(Set task): Filter the entries below and copy every line that contains the string "table".

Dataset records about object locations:
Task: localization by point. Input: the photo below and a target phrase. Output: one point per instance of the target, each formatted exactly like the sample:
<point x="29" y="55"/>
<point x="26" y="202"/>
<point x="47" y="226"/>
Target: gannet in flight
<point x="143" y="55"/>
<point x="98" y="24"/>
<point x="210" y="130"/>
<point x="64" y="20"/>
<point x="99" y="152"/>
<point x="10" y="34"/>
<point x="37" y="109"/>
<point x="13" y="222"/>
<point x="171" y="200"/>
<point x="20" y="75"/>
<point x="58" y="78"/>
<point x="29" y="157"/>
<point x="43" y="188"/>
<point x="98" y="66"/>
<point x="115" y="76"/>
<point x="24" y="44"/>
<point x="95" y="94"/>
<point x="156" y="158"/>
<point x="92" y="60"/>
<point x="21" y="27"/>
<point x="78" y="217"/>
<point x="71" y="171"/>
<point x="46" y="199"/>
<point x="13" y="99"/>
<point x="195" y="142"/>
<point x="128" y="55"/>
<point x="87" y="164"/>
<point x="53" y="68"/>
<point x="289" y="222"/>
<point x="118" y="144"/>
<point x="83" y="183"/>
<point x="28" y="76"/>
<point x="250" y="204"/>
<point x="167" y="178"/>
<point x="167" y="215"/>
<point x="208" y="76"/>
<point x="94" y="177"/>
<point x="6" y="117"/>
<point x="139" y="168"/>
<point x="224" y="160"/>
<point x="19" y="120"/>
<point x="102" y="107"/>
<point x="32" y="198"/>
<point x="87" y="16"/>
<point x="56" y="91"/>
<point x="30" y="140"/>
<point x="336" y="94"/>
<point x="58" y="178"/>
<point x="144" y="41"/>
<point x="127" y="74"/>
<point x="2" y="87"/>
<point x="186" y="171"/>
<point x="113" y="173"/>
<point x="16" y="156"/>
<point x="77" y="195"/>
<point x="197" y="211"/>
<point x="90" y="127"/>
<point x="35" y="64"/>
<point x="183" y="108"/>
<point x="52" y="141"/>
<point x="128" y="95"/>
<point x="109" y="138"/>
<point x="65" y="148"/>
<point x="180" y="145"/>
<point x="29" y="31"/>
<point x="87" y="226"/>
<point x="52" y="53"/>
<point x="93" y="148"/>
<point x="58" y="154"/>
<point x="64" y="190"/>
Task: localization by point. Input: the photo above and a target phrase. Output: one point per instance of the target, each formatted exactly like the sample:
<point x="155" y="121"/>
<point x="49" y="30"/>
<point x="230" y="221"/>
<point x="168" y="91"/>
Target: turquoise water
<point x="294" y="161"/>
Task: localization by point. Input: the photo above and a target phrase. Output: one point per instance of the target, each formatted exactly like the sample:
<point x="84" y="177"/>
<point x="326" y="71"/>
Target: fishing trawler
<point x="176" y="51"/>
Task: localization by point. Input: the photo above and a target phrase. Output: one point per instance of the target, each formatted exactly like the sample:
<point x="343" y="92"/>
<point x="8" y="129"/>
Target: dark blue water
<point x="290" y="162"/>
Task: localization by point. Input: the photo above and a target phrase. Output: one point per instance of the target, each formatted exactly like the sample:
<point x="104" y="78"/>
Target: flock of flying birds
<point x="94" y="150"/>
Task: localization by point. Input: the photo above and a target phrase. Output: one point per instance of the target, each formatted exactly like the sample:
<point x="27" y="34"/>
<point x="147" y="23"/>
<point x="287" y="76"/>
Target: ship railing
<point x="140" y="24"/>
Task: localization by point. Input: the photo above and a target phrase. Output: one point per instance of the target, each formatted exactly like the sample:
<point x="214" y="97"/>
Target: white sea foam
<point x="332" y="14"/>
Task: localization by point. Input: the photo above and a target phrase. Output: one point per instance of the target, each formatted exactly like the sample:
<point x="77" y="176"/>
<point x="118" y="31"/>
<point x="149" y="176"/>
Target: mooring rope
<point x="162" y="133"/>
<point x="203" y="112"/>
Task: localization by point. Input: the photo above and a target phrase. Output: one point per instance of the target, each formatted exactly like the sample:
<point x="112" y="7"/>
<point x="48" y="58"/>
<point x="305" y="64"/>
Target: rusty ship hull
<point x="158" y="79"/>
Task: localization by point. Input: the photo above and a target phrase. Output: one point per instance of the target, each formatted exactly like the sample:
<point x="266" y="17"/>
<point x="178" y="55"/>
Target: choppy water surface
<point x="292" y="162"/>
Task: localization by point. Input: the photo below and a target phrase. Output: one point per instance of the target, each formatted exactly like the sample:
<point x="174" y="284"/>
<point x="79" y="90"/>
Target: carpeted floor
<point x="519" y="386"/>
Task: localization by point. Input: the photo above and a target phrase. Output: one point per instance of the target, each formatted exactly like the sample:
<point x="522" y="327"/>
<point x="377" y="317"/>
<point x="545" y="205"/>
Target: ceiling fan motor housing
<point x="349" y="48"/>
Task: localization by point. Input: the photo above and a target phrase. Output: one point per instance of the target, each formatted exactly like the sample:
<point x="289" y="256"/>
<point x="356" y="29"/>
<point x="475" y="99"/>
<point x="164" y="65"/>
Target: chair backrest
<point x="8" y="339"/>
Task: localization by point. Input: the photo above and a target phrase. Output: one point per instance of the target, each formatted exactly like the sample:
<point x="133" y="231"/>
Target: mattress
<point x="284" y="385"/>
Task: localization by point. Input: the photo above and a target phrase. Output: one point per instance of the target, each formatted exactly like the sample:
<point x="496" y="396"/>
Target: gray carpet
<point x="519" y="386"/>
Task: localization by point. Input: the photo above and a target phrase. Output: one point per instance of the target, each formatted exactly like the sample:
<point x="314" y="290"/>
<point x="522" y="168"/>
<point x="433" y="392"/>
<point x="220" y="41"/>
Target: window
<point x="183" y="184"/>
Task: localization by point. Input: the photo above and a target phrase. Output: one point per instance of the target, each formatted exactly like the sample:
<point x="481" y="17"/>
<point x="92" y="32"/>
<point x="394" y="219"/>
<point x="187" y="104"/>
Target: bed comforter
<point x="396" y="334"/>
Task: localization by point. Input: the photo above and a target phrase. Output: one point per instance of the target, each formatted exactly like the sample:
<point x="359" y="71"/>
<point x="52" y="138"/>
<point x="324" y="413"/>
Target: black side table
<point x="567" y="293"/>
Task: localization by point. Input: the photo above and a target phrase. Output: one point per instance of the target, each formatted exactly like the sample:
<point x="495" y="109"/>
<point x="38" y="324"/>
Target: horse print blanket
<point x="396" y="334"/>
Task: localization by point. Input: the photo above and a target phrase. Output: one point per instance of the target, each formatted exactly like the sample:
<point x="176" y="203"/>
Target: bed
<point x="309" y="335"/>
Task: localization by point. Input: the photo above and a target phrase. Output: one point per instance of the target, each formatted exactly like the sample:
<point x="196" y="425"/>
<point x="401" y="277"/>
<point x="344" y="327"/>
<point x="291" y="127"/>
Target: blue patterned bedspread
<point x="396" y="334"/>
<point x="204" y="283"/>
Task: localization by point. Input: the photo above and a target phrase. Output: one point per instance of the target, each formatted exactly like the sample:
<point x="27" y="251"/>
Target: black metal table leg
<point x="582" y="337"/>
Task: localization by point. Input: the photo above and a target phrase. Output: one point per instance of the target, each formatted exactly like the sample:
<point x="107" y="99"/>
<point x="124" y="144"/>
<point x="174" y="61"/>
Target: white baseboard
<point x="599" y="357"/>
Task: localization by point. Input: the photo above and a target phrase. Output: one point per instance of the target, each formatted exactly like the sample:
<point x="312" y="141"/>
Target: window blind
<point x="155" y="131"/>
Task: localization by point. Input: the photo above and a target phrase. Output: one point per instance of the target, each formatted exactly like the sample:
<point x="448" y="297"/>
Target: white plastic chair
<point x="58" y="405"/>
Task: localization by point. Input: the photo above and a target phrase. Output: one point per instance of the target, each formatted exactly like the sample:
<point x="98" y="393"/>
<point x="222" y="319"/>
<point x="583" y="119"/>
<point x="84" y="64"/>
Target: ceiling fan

(Solution for this problem):
Target: black side table
Target: black metal table leg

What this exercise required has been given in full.